- **TEXTAUSZUG**
....
Das Landesarbeitsgericht wies nach erneuter Beweisaufnahme die Berufung zurück. Es könne nicht festgestellt werden, daß die Rolle des Parteisekretärs an der Schule der Beschwerdeführerin sich wesentlich von der anderer Schulen unterschieden habe. Auch an ihrer Schule sei die Kontrolle durch die Partei gewahrt gewesen.
Es könne unterstellt werden, daß die Beschwerdeführerin Einfluß in der SED habe gewinnen wollen, um etwas für ihre Schule und Schüler zu erreichen. Dies stehe der Annahme einer besonderen Identifikation mit der SED jedoch nicht entgegen. Sie habe ihre Aufgaben als Parteisekretärin im wesentlichen erfüllt. Zwar hätten politische Fragen nicht den Schulalltag bestimmt, was insbesondere am Charakter der Schule gelegen habe. Auch habe dort kein doktrinäres Klima geherrscht. Die Beschwerdeführerin habe jedoch die politischen Vorgaben erfüllt und die Parteidoktrin in der Schule vertreten, wenn auch in der Regel ohne besonderen Aufwand und nicht in einer kämpferisch-dogmatischen Art. Für das politische Klima an der Schule sei sie als Repräsentantin der SED verantwortlich gewesen. Eine kritische Kollegin, die die angepaßte Ruhe des Kollegiums gestört habe, sei in Gesprächen zurechtgewiesen worden, an denen die Beschwerdeführerin beteiligt gewesen sei. Das von ihr gezeichnete Bild einer politisch weitgehend abstinenten Schule müsse als widerlegt gelten. Auch der Umstand, daß sie Anfang Oktober 1989 einen Mitarbeiter des Ministeriums für Staatssicherheit zum Abbruch seiner Ermittlungen gegen einen Lehrer bewogen habe, der an einer der Montagsdemonstrationen teilgenommen hatte, könne sie nicht entlasten. Zu diesem Zeitpunkt habe es nicht mehr im Sinne der SED gelegen, gegen Demonstrationsteilnehmer repressiv vorzugehen.
....
- **DATENAUSZUG**
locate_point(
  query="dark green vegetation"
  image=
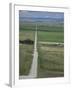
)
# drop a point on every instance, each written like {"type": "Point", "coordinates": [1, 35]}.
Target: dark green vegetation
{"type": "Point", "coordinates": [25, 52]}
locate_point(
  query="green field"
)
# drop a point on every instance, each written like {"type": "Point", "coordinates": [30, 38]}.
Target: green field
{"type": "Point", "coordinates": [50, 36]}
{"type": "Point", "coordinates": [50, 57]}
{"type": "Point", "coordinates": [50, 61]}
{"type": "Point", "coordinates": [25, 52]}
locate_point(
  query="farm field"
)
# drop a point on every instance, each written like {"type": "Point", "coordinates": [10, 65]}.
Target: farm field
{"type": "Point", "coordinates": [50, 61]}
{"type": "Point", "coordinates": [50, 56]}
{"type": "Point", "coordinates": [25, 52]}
....
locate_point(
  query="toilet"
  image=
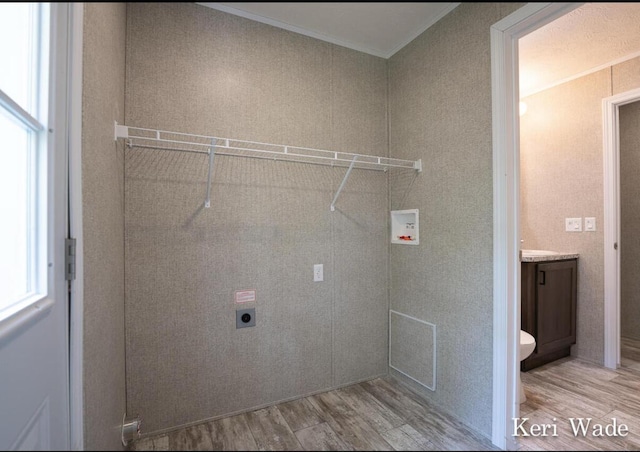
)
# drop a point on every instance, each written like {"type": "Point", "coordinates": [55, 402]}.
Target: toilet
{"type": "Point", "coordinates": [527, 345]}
....
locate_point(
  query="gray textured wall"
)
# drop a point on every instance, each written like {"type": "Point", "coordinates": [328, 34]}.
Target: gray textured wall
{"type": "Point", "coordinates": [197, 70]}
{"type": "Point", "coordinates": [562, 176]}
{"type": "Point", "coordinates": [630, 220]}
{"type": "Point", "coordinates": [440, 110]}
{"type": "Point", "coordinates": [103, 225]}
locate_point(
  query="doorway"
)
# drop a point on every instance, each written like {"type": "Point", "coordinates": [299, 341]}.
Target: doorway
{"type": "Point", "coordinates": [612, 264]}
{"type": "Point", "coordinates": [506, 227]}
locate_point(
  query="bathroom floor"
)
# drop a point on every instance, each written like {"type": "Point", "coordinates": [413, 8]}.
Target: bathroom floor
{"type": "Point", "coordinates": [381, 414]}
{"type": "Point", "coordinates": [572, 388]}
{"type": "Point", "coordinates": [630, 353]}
....
- **AUFGABEN**
A) Gib den Abschnitt des Textauszugs von "Das Landesarbeitsgericht wies" bis "Partei gewahrt gewesen." wieder und ersetze darin "Kontrolle" durch "Aufsicht".
B) Stimmen diese Aussagen mit dem Textauszug überein? Antworte jeweils mit Ja oder Nein und zitiere die entscheidenden Worte.
(i) Das Landesarbeitsgericht gab der Berufung statt.
(ii) Laut Landesarbeitsgericht herrschte an der Schule kein doktrinäres Klima.
(iii) Anfang Oktober 1989 bewog die Beschwerdeführerin einen Mitarbeiter des Ministeriums für Staatssicherheit, Ermittlungen gegen einen Lehrer abzubrechen.
C) Wofür war die Beschwerdeführerin laut Textauszug als Repräsentantin der SED verantwortlich?

- **LÖSUNGEN**
A)
Das Landesarbeitsgericht wies nach erneuter Beweisaufnahme die Berufung zurück. Es könne nicht festgestellt werden, daß die Rolle des Parteisekretärs an der Schule der Beschwerdeführerin sich wesentlich von der anderer Schulen unterschieden habe. Auch an ihrer Schule sei die Aufsicht durch die Partei gewahrt gewesen.

B)
(i) Nein: "Das Landesarbeitsgericht wies nach erneuter Beweisaufnahme die Berufung zurück."
(ii) Ja: "Auch habe dort kein doktrinäres Klima geherrscht."
(iii) Ja: "daß sie Anfang Oktober 1989 einen Mitarbeiter des Ministeriums für Staatssicherheit zum Abbruch seiner Ermittlungen gegen einen Lehrer bewogen habe"

C) Für das politische Klima an der Schule.